# water in basement



## Red Squirrel (Jun 29, 2009)

Corners seem to be bad, I have two corners that are bad too. I guess it's where there's more movement. Pretty much have to dig it out to the footing and see what the wall looks like. I think older houses used to just use plastic, it's possible water is getting behind it. Would need to use a product that sticks on such as blueskin or tar spray (I forget the name, but it's like a spray that creates a tarish surface). Wall needs to be sealed as good as possible. It's a pretty big job, I was going to do it myself too and decided against it. Have to consider the cost of renting equipment and what not. How much gravel to order, what to do with the old sand, etc.... lot of logistics things that can be tricky.


----------



## Ravenworks (Oct 31, 2010)

Before you spend any money you should clean the block really well with something to eat the mold (Zymeaway) maybe.
Look where the damage starts,and look at the coarse of block,it is right about outside grade.
I would say that not having the down spout hooked up to anything dumped all the water right onto that corner.
If it were anything else the whole wall would look like that.


----------



## jhack836 (Feb 11, 2012)

Ravenworks said:


> Before you spend any money you should clean the block really well with something to eat the mold (Zymeaway) maybe.

- Work to complete:
1. Answer these questions about the basement water thread:
(a) How many bad corners does Red Squirrel say they have?
(b) Which product does Ravenworks name for cleaning the mold off the block?
(c) According to Ravenworks, what dumped all the water onto that corner?
2. Reproduce every one of the rows below word for word, omitting the pictures.

(Items from a dataset)

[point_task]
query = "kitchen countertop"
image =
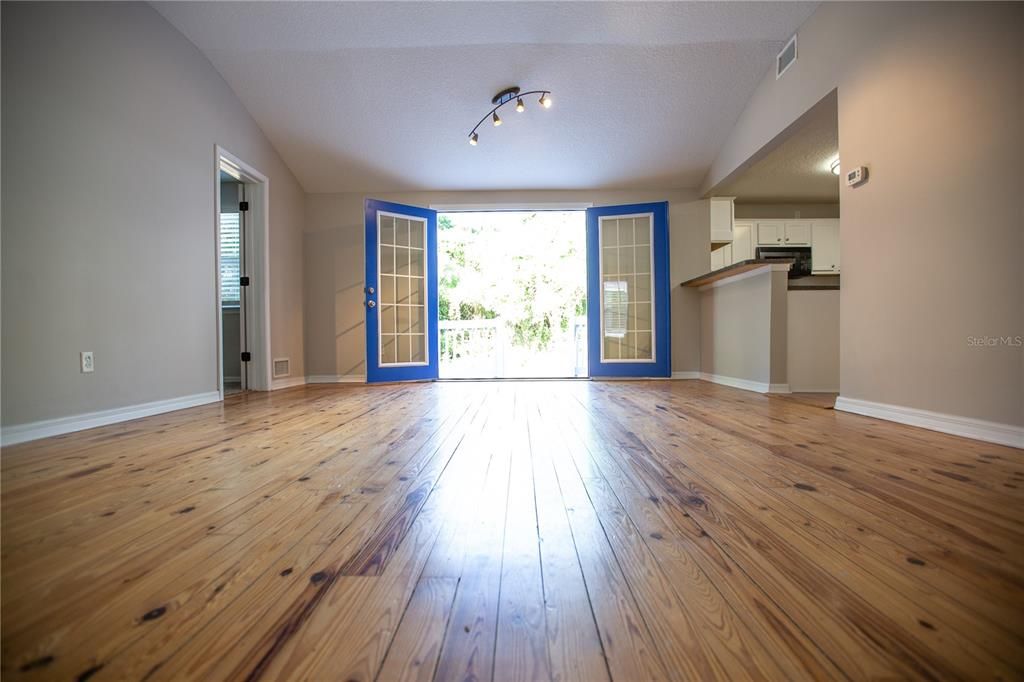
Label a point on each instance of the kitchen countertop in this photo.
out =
(730, 270)
(815, 283)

- Task results:
1.
(a) Two.
(b) Zymeaway.
(c) The down spout not being hooked up to anything.

2.
[point_task]
query = "kitchen countertop"
image =
Label a point on each instance of the kitchen countertop in this photo.
out =
(730, 270)
(815, 283)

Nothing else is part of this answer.